N°8 - octobre 2022 (Entreprises en difficulté (loi du 26 juillet 2005))

Liquidation judiciaire - Contrat en cours - Bail commercial - Résiliation à l'initiative du bailleur

Com., 18 mai 2022, pourvoi n° 20-22.164

Le juge-commissaire, saisi par le bailleur d’une demande de constat de la résiliation de plein droit du bail d’un immeuble utilisé pour l’activité de l’entreprise en liquidation judiciaire, pour défaut de paiement des loyers postérieurs au jugement d’ouverture, peut-il accorder au preneur des délais de paiement ?

Par un arrêt précédent (Com., 9 octobre 2019, pourvoi n° 18-17.563), rendu dans la même affaire, la chambre commerciale de la Cour de cassation a consacré l’autonomie procédurale du constat par le juge-commissaire de la résiliation de plein droit du bail commercial pour défaut de paiement des loyers postérieurs à l’ouverture de la liquidation judiciaire, en décidant que cette procédure, obéissant à des conditions spécifiques, était distincte de celle qui tend, en application de l’article L. 145-41 du code de commerce, à faire constater l’acquisition de la clause résolutoire stipulée au bail et en dispensant le bailleur en conséquence, dans un tel cas, de la délivrance préalable du commandement de payer exigé par ce texte.

L’arrêt commenté ajoute une précision inédite sur le régime de cette action autonome et les pouvoirs du juge-commissaire. La question posée était celle de savoir si le juge-commissaire devait se limiter à constater la résiliation du bail, en cas de défaut de paiement des loyers postérieurs au jugement d’ouverture, ou s’il pouvait accorder les délais de paiement de droit commun prévus par l’article 1343-5 du code civil, la référence à l’article L. 145-41 du code de commerce étant impossible hors de toute revendication du bénéfice d’une clause résolutoire.

En dépit de la généralité des termes du texte du code civil, l’arrêt commenté dénie la faculté d’accorder des délais de paiement au juge-commissaire, lequel ne peut, selon les articles L. 641-12 et R. 641-21 du code de commerce, que procéder au constat de la résiliation de plein droit du bail et en fixer la date, sans que puisse être imposé au bailleur d’autre délai que le délai de trois mois prévu par l’article L. 622-14, 2° du même code pendant lequel le liquidateur, s’il ne peut régler les loyers, doit s’efforcer de céder le droit au bail avant la résiliation.

Énoncé 1 —
Dressez la liste de tous les articles de loi cités dans l'extrait sur la résiliation du bail commercial en liquidation judiciaire, en précisant le code auquel chacun appartient.
Énoncé 2 —
Recopiez l'extrait, de « Liquidation judiciaire - Contrat » jusqu'à « de paiement ? », en remplaçant partout « bailleur » par « propriétaire ».

Données affichées —
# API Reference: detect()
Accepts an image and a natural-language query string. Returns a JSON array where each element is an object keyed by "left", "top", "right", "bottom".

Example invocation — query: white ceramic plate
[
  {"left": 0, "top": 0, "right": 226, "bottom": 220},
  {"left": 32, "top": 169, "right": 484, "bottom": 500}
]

Résultat 1 —
- Article L. 145-41 du code de commerce
- Article 1343-5 du code civil
- Article L. 641-12 du code de commerce
- Article R. 641-21 du code de commerce
- Article L. 622-14, 2° du code de commerce

Résultat 2 —
Liquidation judiciaire - Contrat en cours - Bail commercial - Résiliation à l'initiative du propriétaire

Com., 18 mai 2022, pourvoi n° 20-22.164

Le juge-commissaire, saisi par le propriétaire d’une demande de constat de la résiliation de plein droit du bail d’un immeuble utilisé pour l’activité de l’entreprise en liquidation judiciaire, pour défaut de paiement des loyers postérieurs au jugement d’ouverture, peut-il accorder au preneur des délais de paiement ?